Task requirements |
Your task is to repeat, word for word, the line containing "Annotation task: put one keypoint on every instance of the cloud" and all lines that follow it to the end of the material, and no other lines.

Named object pointing entries
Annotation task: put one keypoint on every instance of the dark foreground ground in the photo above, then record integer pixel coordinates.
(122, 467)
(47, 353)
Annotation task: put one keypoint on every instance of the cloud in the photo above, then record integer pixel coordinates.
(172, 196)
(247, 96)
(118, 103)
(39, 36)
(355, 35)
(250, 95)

Expected answer |
Annotation task: put one keypoint on every instance of the cloud in the photo above, then record integer pixel coordinates.
(172, 196)
(247, 96)
(118, 103)
(39, 36)
(355, 35)
(250, 95)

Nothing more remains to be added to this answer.